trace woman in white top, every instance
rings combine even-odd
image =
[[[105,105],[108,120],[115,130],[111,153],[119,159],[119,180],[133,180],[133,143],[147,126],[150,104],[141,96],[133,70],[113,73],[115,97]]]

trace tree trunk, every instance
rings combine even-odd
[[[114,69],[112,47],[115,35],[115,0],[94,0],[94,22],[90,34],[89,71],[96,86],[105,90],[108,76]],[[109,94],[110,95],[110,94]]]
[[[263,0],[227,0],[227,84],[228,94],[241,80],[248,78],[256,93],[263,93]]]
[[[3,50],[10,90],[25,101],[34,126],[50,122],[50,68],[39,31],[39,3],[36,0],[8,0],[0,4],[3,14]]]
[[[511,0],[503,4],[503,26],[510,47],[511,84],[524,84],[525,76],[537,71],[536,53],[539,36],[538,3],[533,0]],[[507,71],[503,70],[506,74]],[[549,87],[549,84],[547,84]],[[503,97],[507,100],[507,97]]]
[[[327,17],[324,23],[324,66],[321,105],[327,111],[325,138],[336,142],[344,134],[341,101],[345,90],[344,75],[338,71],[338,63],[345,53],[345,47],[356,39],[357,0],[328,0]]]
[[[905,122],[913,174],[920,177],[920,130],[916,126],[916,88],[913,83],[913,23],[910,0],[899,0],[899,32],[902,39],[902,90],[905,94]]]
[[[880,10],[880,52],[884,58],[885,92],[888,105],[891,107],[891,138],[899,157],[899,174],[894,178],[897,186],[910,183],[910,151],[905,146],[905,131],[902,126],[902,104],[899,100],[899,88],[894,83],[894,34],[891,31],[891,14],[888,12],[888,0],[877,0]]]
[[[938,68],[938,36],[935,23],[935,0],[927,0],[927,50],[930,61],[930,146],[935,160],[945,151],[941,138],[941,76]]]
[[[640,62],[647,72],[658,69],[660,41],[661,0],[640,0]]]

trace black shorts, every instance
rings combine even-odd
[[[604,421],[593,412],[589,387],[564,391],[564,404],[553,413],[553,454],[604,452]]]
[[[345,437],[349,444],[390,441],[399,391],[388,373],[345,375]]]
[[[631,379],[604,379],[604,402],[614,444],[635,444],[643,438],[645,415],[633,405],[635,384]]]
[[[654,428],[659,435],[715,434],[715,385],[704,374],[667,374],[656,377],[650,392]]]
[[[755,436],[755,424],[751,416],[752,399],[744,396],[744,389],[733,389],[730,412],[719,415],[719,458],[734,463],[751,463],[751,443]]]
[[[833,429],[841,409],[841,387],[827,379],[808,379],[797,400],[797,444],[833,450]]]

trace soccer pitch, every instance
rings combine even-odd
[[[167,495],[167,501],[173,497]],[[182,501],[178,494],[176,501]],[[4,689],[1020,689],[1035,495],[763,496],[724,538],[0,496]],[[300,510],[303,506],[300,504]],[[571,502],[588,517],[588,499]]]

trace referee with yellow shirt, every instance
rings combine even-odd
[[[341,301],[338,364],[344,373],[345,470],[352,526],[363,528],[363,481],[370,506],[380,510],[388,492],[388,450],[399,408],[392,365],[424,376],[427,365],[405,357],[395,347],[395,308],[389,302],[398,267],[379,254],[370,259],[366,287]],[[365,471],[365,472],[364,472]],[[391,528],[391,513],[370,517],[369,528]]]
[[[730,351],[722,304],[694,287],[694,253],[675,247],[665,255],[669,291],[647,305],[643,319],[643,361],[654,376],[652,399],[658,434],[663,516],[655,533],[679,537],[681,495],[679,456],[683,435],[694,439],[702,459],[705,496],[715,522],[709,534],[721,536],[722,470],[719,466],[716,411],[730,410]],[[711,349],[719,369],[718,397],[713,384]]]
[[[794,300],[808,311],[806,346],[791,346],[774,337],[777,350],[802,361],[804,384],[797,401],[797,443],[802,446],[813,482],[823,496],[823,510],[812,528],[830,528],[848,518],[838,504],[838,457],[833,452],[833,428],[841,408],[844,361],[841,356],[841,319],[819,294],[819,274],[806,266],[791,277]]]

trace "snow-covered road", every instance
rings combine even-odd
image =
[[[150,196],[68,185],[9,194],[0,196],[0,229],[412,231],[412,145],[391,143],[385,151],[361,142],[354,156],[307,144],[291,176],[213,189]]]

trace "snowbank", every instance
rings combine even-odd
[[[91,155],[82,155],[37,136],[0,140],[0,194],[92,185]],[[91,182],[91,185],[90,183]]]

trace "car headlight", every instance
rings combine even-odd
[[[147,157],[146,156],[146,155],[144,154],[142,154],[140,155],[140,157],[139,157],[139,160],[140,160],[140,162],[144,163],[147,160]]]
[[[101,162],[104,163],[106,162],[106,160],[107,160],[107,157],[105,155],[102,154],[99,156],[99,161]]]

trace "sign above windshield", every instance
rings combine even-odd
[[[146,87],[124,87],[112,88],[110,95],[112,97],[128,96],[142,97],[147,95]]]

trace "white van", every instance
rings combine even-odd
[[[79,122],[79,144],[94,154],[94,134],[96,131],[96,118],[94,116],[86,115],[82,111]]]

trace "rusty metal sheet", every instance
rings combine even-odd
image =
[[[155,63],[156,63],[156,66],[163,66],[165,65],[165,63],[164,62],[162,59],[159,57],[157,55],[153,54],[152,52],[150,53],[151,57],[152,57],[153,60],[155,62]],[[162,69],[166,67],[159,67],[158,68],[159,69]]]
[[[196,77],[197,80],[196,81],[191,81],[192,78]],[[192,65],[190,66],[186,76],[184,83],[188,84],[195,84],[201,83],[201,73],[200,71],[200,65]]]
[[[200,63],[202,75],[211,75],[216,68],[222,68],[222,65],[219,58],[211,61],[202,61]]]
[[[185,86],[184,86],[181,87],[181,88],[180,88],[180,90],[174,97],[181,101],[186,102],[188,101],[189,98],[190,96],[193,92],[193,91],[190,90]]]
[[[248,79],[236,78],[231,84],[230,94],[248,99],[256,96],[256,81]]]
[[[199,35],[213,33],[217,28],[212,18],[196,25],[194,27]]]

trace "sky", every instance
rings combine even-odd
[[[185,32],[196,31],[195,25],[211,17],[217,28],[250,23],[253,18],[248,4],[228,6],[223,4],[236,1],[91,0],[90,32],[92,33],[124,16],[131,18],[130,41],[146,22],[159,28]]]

◆ ◆ ◆

• To do:
Report each line above that contains the string "every", where a match must have the same case.

• Response:
trace woman in white top, every instance
trace tree trunk, every instance
trace black shorts, every instance
trace soccer pitch, every instance
trace referee with yellow shirt, every instance
trace "snow-covered road", every instance
trace "snowbank", every instance
trace "car headlight", every instance
trace "sign above windshield", every instance
trace "white van", every instance
trace "rusty metal sheet", every instance
trace "sky", every instance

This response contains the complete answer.